◆ What you need to do
An exact copy of every record is needed.

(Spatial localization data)
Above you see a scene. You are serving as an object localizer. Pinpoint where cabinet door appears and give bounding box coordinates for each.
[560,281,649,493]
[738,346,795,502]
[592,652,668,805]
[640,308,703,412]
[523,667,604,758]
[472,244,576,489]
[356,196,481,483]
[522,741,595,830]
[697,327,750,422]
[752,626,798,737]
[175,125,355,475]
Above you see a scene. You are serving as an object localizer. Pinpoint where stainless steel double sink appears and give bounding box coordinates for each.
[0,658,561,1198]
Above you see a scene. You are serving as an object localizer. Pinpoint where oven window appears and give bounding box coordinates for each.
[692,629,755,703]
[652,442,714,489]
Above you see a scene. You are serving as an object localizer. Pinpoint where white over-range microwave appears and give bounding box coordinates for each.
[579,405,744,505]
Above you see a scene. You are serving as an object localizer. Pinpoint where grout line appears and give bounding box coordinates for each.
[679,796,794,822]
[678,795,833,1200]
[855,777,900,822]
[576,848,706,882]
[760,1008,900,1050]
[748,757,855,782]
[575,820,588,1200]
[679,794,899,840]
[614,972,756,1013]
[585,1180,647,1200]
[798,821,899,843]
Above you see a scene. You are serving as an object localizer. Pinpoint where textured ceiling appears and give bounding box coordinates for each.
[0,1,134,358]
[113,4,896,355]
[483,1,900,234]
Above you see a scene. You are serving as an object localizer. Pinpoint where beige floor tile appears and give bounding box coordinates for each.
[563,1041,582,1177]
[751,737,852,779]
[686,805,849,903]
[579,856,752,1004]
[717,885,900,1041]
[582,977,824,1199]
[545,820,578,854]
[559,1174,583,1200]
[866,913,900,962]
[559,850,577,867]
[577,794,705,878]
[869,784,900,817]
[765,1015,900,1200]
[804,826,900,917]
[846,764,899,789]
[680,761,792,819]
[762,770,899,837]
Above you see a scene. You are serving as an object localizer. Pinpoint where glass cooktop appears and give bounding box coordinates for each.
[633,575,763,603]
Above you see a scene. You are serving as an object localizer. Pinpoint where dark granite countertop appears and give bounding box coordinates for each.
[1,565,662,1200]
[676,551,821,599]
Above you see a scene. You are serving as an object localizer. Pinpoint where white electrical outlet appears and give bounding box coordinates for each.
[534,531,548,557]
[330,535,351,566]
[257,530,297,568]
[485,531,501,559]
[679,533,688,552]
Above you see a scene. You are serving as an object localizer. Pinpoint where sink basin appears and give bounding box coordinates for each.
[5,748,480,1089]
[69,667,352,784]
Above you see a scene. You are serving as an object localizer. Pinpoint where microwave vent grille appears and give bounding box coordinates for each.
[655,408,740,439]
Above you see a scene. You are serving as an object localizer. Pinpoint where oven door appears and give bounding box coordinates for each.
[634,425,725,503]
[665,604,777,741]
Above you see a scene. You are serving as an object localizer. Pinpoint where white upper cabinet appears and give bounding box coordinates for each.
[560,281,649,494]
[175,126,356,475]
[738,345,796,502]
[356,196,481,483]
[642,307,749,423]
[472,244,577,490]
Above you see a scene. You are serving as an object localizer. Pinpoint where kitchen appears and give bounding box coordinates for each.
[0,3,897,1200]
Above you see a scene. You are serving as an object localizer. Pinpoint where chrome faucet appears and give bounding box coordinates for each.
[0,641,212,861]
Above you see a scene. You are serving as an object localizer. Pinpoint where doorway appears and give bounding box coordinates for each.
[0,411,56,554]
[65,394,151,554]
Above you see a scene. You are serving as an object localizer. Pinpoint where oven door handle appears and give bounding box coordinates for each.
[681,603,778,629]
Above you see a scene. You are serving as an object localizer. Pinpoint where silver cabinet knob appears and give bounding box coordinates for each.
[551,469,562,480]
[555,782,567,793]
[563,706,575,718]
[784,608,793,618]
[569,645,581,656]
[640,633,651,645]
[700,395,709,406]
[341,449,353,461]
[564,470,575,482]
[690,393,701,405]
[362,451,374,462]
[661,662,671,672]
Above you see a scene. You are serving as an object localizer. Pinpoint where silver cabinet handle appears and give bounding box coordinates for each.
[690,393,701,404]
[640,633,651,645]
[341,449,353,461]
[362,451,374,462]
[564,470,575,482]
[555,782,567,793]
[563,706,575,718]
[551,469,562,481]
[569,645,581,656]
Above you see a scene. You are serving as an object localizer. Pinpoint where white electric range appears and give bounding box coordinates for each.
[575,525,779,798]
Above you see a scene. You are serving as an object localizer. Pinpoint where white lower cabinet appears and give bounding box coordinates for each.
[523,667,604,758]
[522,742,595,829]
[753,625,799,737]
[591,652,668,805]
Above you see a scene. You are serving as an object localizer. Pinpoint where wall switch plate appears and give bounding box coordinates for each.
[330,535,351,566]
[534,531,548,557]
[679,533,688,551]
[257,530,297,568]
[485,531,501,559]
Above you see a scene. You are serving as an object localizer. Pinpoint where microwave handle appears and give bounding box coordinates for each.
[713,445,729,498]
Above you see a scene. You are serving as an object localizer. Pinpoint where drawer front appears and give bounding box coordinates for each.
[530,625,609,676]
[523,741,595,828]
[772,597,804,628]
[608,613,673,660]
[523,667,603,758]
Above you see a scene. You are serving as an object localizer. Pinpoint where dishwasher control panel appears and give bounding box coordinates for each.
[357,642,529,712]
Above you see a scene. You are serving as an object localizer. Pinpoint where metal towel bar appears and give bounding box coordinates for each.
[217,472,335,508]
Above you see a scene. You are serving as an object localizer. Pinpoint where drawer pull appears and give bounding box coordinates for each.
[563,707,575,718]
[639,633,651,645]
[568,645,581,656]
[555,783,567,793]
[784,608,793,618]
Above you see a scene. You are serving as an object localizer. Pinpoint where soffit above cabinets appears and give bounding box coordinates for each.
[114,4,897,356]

◆ Your solution
Above you see a scene. You are serving as an object localizer. Pinpoint where cabinet door appears and give bounding box coordinates for each.
[560,281,649,493]
[738,346,795,502]
[592,652,668,805]
[640,308,703,412]
[523,667,604,758]
[472,244,576,489]
[356,196,481,483]
[522,741,595,830]
[697,327,750,422]
[752,626,798,737]
[175,125,355,475]
Above you see a scene. You are serving as an object localizer. Pinpoint where stainless steel double sink appears and give bounding box coordinates for each.
[0,658,561,1198]
Above you see a scene. You are serving as an object localizer. Pinpoint where oven window appears and give bounding box coordinates for each.
[692,629,755,703]
[652,442,714,489]
Above you see a scene. You are serving as an object localizer. Pinpoint where white over-range microwave appears and give bounding box coordinates for each.
[579,405,744,505]
Above you see a scene. You are serving as an object localizer. Pinpoint where grout line appears and give bounding box coordinates for each.
[679,796,794,822]
[678,795,833,1200]
[855,777,900,822]
[576,848,706,882]
[760,1008,900,1050]
[748,757,855,782]
[575,820,588,1200]
[679,794,899,840]
[614,972,756,1013]
[585,1180,647,1200]
[798,821,899,843]
Above you see a scene. You are serving as an object localizer. Pinpoint where textured ceiling appears and give bounding box coordinates for each.
[0,1,134,358]
[113,4,896,355]
[483,1,900,234]
Above you see a scene. You are serving as an object localizer. Pinpoint where beige floor tile appears and give bounding box coordinates for each.
[563,1041,582,1177]
[751,737,852,779]
[686,805,849,903]
[579,856,752,1004]
[717,885,900,1041]
[582,977,824,1199]
[545,820,578,854]
[559,1174,583,1200]
[866,913,900,962]
[559,850,577,867]
[577,794,705,878]
[869,784,900,817]
[765,1015,900,1200]
[804,826,900,917]
[846,764,899,789]
[680,761,792,819]
[762,770,899,837]
Above you see a scene. You are serving as an object localizer. Pinpoint where glass cooktop appears and give bounding box coordinates for each.
[633,575,763,603]
Above you see a scene. You are serving as an object localizer. Pinpoint where dark granite countertop appears and give bounding box coordinates for each.
[1,565,662,1200]
[676,551,821,599]
Above you see a scene. You are serving as an object localizer. Pinpoint where white electrical outlet appears and give bounding box coordinates for each.
[534,531,548,557]
[330,535,351,566]
[257,530,297,568]
[485,531,501,559]
[679,533,688,552]
Above you see a scene. You are serving as an object localizer. Pinpoint where sink basin appears and give bounding box coordinates for each.
[5,748,480,1089]
[69,667,352,784]
Above you see a scene. You are serving as an object localizer. Pinpoint where microwave vent grille appears and give bounding box coordinates for each.
[655,408,740,439]
Above you see a scene. You are serving as an object localizer. Pinpoint where oven door appears and give bounding box coordinates for each.
[634,425,725,503]
[665,604,777,741]
Above you see a scene. You are serving as an object localizer. Pinpoint where white upper cabinet appears and give bounding box coordinates for each.
[560,281,649,494]
[175,126,356,475]
[738,345,796,502]
[356,196,481,483]
[642,307,749,423]
[472,244,577,490]
Above you see a scene. You are serving as an object localizer. Pinpoint where kitchen appears and give bounding box coordinates for each.
[0,3,897,1200]
Above you see a scene. You are serving as an object localizer. Pinpoint where chrome faucet appears and give bounding box coordinates for each.
[0,641,212,861]
Above you see a scene. You are serving as an object localizer. Pinpoint where doorway appears and give bounding box coordinates for each.
[0,411,56,554]
[65,394,151,554]
Above you see a scene. You are serving as an object localizer. Pinpoint where oven door handle appears and give bounding box coordinates for each.
[681,603,778,629]
Above you see a scene. You are serving as an object localizer. Pinpoint where silver cabinet knob appears and give bounding box coordinates for each.
[551,469,562,480]
[555,782,567,793]
[563,706,575,718]
[784,608,793,618]
[569,645,581,656]
[640,633,651,645]
[700,395,709,406]
[341,449,353,461]
[564,470,575,482]
[690,393,701,405]
[362,451,374,462]
[661,662,671,672]
Above you see a scene. You are serving as an object localizer. Pinpoint where silver cabinet handle appears and give bounding box coordinates for each.
[690,393,701,404]
[640,633,651,645]
[341,449,353,461]
[362,451,374,462]
[564,470,575,482]
[555,782,567,793]
[563,706,575,718]
[551,469,562,481]
[569,645,581,656]
Above you see a scene. You are serving as an object localizer. Pinpoint where white electric range appears and give bounding box coordinates for each.
[575,525,779,798]
Above you see a scene. You are serving as an object localizer. Pinpoint where white lower cabinet appears and give bounding box coordinates for each.
[523,667,604,758]
[522,742,595,829]
[753,625,799,737]
[591,652,668,805]
Above you see a scene. You are serving as an object localizer. Pinpoint where wall switch plate appears and give bounding box coordinates for each.
[330,535,351,566]
[534,531,548,557]
[679,533,688,551]
[257,530,297,568]
[485,531,501,559]
Above you see a scene. You are serving as an object localizer. Pinpoint where microwave handle appears and give bounding box coordinates for each.
[713,445,729,498]
Above you see a scene. You are serving as an object localizer. Pinpoint where drawer front appears and give bounding box coordinates for each.
[530,625,609,676]
[523,741,595,828]
[772,597,804,628]
[608,613,673,660]
[523,667,603,758]
Above you see a scene. You are serving as an object localizer. Pinpoint where dishwasher control panel appears and give bounding box coordinates for each.
[357,642,529,712]
Above you see a scene. You are serving as an object localizer. Pinpoint where metal towel bar appears and give bounding box coordinates for each.
[217,472,335,508]
Above you see a scene. You are serving as an object localizer. Pinpoint where drawer pull appears and give bounding box coordinates for each.
[563,707,575,718]
[639,633,651,645]
[568,645,581,656]
[555,783,567,793]
[784,608,793,618]
Above you see a scene. You are serving as an object localizer. Pinpoint where soffit above cabinets appears and give bounding box coordinates for each.
[114,4,897,356]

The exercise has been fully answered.